*ABOUT THIS TASK*.
Exact duplicates of all entries are needed.

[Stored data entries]

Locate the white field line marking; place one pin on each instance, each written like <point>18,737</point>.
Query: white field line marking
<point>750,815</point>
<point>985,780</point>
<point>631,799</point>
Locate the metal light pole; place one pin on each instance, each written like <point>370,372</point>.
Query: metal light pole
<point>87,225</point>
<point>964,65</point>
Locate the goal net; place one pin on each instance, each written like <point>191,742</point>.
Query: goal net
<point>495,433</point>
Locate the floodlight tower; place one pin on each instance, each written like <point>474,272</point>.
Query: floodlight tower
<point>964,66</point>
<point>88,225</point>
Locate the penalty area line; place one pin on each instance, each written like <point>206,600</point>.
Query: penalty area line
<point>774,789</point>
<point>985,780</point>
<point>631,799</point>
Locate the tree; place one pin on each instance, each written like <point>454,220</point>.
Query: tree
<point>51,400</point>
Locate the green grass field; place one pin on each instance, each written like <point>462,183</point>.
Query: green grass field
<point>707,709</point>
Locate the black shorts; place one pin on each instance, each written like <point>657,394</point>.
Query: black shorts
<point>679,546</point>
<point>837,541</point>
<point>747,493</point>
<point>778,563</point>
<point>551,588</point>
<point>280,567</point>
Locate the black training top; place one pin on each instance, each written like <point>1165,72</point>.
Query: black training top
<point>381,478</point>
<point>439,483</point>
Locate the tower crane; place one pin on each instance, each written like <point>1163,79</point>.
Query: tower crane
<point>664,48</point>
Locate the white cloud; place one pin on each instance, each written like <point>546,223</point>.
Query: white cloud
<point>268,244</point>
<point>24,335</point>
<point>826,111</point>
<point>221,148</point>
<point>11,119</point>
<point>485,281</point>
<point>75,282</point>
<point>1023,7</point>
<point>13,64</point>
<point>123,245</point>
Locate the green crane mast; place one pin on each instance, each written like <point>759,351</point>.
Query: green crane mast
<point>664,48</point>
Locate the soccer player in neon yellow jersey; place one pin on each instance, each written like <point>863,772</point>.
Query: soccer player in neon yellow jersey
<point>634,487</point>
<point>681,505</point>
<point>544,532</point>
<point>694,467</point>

*WRITTEN RESPONSE*.
Locate the white field line marking; place one pin on each instance, each written like <point>18,737</point>.
Query: white field line marking
<point>750,815</point>
<point>985,780</point>
<point>631,799</point>
Locate the metal light pole; place one pin on each instance, each written like <point>370,372</point>.
Query: metal light pole
<point>87,225</point>
<point>964,65</point>
Locate the goal net; place one pin on each instance, each written like <point>191,742</point>.
Query: goal net
<point>495,433</point>
Locate the floodlight tower; place one pin on each instance, each written like <point>474,272</point>.
Query: floodlight tower
<point>964,66</point>
<point>88,225</point>
Locate the penalty area line; place one pin on each instance, each written like <point>206,600</point>.
Query: penalty area line
<point>774,789</point>
<point>985,780</point>
<point>631,799</point>
Locate the tree; place one pin on each instance, each written like <point>454,220</point>.
Query: tree
<point>51,400</point>
Locate the green grass field; place one pin on each instance, each written like <point>462,183</point>.
Query: green grass field
<point>707,709</point>
Locate the black shorts; place one pin on each instance, each written like <point>657,394</point>.
Query: black shorts
<point>679,546</point>
<point>837,541</point>
<point>747,493</point>
<point>778,563</point>
<point>551,588</point>
<point>280,567</point>
Locate the black training top; place one pin on each instance, each written like <point>1165,72</point>.
Query: black training top
<point>381,478</point>
<point>439,483</point>
Locate the tower crane; place one pin on each instance, each written like <point>1163,79</point>.
Query: tower crane
<point>664,48</point>
Locate the white cloud; place one pin on each instance, each written like <point>546,223</point>.
Query: white cloud
<point>268,244</point>
<point>24,335</point>
<point>826,111</point>
<point>221,148</point>
<point>11,119</point>
<point>485,281</point>
<point>75,282</point>
<point>1023,7</point>
<point>13,64</point>
<point>123,245</point>
Locate the green crane mast; place one pin on each instance, each written like <point>759,351</point>.
Query: green crane mast
<point>664,48</point>
Locate the soccer player in neon yellow jersey; place one pin on each instance, each written like <point>863,772</point>.
Query: soccer player in neon yellow jersey
<point>634,487</point>
<point>681,505</point>
<point>544,532</point>
<point>694,467</point>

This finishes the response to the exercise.